Excerpt to read:
Neural Networks are machine learning models, that are structured in a way inspired by biological brains. Like their biological counterparts, Neural Networks are comprised of a collection of neurons, that individually perform basic information processing. Typically each neuron applies a simple non-linear function on the input received.  Neurons work together within the network, passing information to each other in a structured way. The net effect is to yield a model that has significant potential to learn complex, non-linear relationships in the data.

neural networks explained

Neural Networks Explained Simply – image by Abi Plata

Why Neural Networks?

The fundament components to biological brains are neuron cells, which perform basic information processing tasks within animals. These cells are organised together into tissues and organs (e.g. brains), where the individual neurons are connected to each other in a ‘network’. The basic concept of this interconnected structure is shown in Figure 1 below: 

neural networks explained

Figure 1: Two neuron cells connected to each other within a nervous tissue. Image by Jacques Sougné, University of Liège.

This figure illustrates just 2 neuron cells connected, whereas in reality there can be many more connections. As a result of this organisation, the individual cells are able to work together to yield a net processing capability that far exceeds that of any individual neuron. 

Scientists and engineers were inspired by this example from nature. Starting in the 1940’s, work to develop artificial analogs to biological nervous tissue has been an area of active research. And this field continues to be very fluid to the present day (2023-06-21). New Neural Network architectures and models are regularly produced that push the boundaries of what is thought to be possible. The popularity of the ChatGPT Large Language Model (LLM), a type of Neural Network, is evidence of this.

Study questions:
1) Reproduce the part of the neural networks page starting with "Why Neural Networks?" and going on through "any individual neuron.".
2) According to the neural networks page, when did work to develop artificial analogs to biological nervous tissue begin?
3) List every person and institution named in the image credits on the neural networks page.

Provided data:
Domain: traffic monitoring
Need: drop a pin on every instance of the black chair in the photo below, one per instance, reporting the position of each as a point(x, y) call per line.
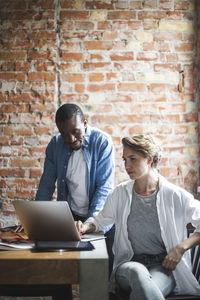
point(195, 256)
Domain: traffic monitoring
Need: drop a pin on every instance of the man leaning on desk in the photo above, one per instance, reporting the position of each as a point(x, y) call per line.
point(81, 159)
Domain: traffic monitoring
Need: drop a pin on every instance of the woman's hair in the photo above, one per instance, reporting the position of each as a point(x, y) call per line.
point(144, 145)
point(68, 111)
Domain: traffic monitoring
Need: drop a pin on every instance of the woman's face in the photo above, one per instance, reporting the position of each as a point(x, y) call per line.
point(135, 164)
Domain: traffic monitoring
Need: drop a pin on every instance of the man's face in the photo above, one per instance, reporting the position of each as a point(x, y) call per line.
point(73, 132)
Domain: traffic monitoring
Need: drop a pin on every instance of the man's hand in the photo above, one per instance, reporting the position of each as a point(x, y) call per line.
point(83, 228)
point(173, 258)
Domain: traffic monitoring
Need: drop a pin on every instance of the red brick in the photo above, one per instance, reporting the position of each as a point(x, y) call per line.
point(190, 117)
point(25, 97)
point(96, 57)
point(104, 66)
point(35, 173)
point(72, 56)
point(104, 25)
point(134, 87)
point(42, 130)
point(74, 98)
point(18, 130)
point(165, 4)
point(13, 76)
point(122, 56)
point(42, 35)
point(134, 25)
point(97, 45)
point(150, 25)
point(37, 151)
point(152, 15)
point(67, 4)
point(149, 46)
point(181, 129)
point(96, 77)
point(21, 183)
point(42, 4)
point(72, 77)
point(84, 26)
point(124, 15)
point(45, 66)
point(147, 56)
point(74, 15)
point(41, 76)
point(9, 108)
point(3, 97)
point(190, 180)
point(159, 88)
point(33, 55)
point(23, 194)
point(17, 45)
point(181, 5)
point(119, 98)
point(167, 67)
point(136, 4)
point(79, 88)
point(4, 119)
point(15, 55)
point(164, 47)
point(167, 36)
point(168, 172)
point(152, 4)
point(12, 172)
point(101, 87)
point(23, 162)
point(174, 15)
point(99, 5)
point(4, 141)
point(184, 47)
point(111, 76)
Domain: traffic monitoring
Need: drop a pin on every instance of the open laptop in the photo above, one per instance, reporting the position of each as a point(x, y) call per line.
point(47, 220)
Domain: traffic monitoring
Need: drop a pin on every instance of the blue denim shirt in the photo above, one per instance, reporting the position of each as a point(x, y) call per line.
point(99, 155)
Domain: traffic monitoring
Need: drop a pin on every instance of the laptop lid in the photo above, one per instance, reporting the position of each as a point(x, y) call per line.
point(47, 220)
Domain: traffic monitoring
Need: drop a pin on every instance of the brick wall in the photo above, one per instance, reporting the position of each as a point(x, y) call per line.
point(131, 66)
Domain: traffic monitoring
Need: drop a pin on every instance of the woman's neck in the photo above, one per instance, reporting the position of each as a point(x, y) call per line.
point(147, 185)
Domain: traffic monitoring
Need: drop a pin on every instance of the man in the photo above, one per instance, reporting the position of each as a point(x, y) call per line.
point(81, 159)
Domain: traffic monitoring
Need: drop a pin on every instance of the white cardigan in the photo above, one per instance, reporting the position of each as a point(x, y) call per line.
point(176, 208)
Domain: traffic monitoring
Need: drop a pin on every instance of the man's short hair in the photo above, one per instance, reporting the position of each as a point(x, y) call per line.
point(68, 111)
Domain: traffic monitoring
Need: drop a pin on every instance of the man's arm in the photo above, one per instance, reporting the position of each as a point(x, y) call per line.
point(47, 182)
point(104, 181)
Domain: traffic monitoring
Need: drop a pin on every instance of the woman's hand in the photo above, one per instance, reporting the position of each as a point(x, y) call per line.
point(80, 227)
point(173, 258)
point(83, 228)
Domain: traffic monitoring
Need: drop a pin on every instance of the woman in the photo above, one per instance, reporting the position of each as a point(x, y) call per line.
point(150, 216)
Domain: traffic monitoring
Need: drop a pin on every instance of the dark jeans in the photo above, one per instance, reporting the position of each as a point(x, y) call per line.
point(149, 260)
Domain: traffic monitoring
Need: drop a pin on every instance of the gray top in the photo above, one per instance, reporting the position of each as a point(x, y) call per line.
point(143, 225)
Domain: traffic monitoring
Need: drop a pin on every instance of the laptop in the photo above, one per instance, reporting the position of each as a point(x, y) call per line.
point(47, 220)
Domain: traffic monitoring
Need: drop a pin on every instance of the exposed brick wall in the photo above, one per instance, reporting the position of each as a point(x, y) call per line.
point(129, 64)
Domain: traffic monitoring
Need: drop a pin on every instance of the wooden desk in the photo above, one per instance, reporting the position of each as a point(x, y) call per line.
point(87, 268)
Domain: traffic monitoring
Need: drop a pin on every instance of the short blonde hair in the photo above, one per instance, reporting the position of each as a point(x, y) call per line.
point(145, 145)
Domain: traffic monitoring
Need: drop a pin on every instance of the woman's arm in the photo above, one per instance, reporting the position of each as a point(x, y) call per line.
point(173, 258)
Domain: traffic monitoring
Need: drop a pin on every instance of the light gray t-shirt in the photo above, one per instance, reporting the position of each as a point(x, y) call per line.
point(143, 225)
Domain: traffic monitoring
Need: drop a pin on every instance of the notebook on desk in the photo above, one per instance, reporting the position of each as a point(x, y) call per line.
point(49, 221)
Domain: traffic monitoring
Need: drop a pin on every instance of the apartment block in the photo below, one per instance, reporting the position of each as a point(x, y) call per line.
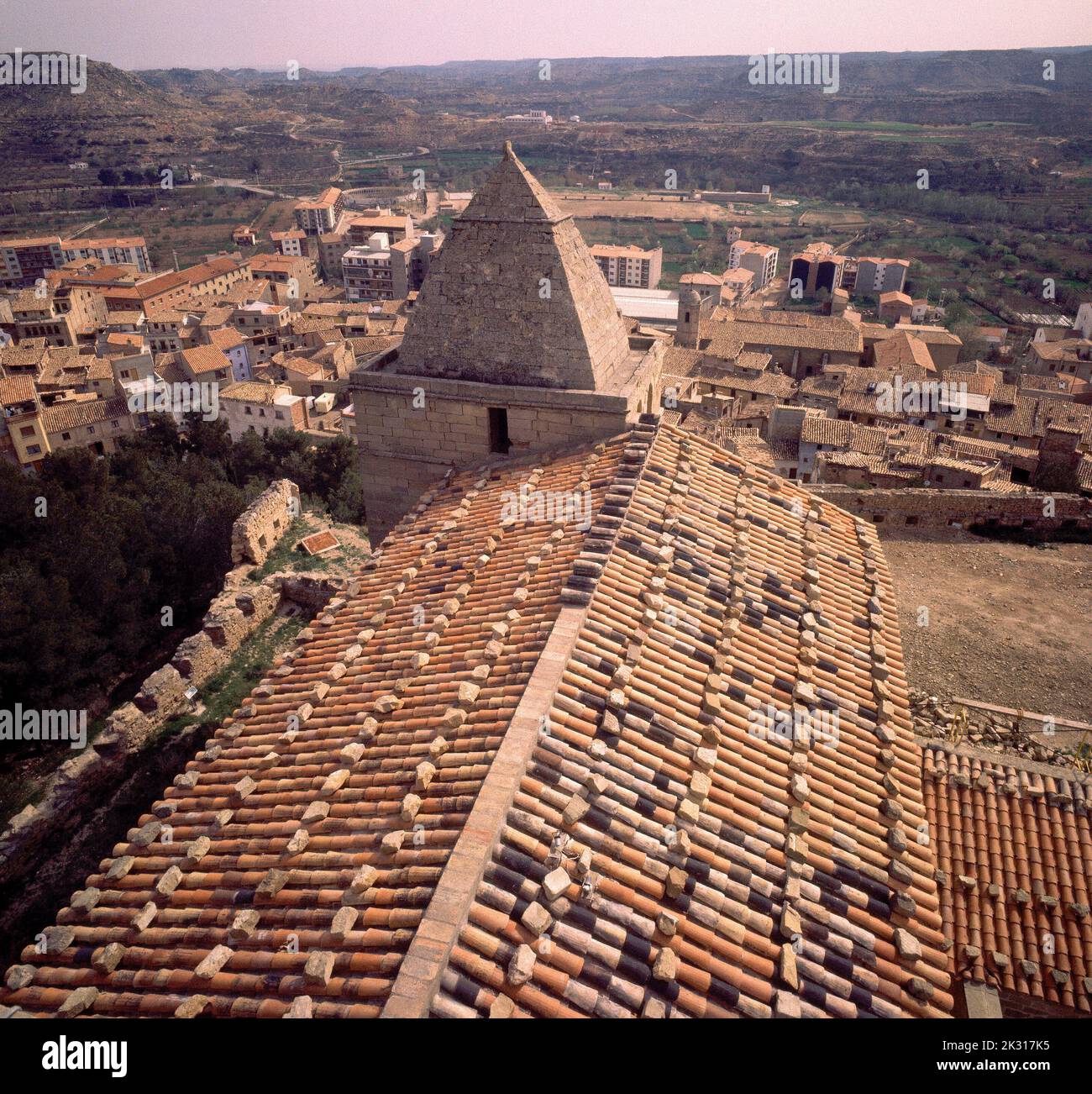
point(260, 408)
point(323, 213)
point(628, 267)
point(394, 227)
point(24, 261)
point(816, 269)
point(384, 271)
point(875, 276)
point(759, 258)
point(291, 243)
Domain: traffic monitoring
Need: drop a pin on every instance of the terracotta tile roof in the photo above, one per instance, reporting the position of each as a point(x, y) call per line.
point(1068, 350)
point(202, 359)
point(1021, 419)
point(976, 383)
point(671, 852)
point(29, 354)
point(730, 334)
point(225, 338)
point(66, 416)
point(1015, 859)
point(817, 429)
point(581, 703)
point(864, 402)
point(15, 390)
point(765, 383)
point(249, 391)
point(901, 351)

Task results:
1)
Why Neural Networks?

The fundament components to biological brains are neuron cells, which perform basic information processing tasks within animals. These cells are organised together into tissues and organs (e.g. brains), where the individual neurons are connected to each other in a ‘network’. The basic concept of this interconnected structure is shown in Figure 1 below: 

neural networks explained

Figure 1: Two neuron cells connected to each other within a nervous tissue. Image by Jacques Sougné, University of Liège.

This figure illustrates just 2 neuron cells connected, whereas in reality there can be many more connections. As a result of this organisation, the individual cells are able to work together to yield a net processing capability that far exceeds that of any individual neuron.

2) It began in the 1940’s.

3)
Abi Plata
Jacques Sougné
University of Liège